== Exercise ==
Pick up at the line with "Practice. Point out each instance of the worker". Write it out exactly, along with each later line through the end of the data, and nothing more.

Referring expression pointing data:
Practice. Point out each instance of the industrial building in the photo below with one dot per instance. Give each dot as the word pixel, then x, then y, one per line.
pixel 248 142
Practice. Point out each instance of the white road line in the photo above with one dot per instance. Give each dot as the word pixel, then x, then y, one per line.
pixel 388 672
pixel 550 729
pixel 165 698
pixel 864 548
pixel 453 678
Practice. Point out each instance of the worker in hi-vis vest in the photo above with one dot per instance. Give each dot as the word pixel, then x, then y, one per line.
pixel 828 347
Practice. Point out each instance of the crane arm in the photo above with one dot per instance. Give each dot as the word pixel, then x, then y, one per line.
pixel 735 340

== Exercise solution ==
Practice. Point out each instance of the worker in hi-vis vest in the photo above with one dot per instance. Give each dot as the word pixel, then x, then y, one per line.
pixel 828 347
Practice. Point out each instance of the crane arm in the photo above with one dot per instance. Give each dot as the word pixel, then x, then y, one per line.
pixel 735 340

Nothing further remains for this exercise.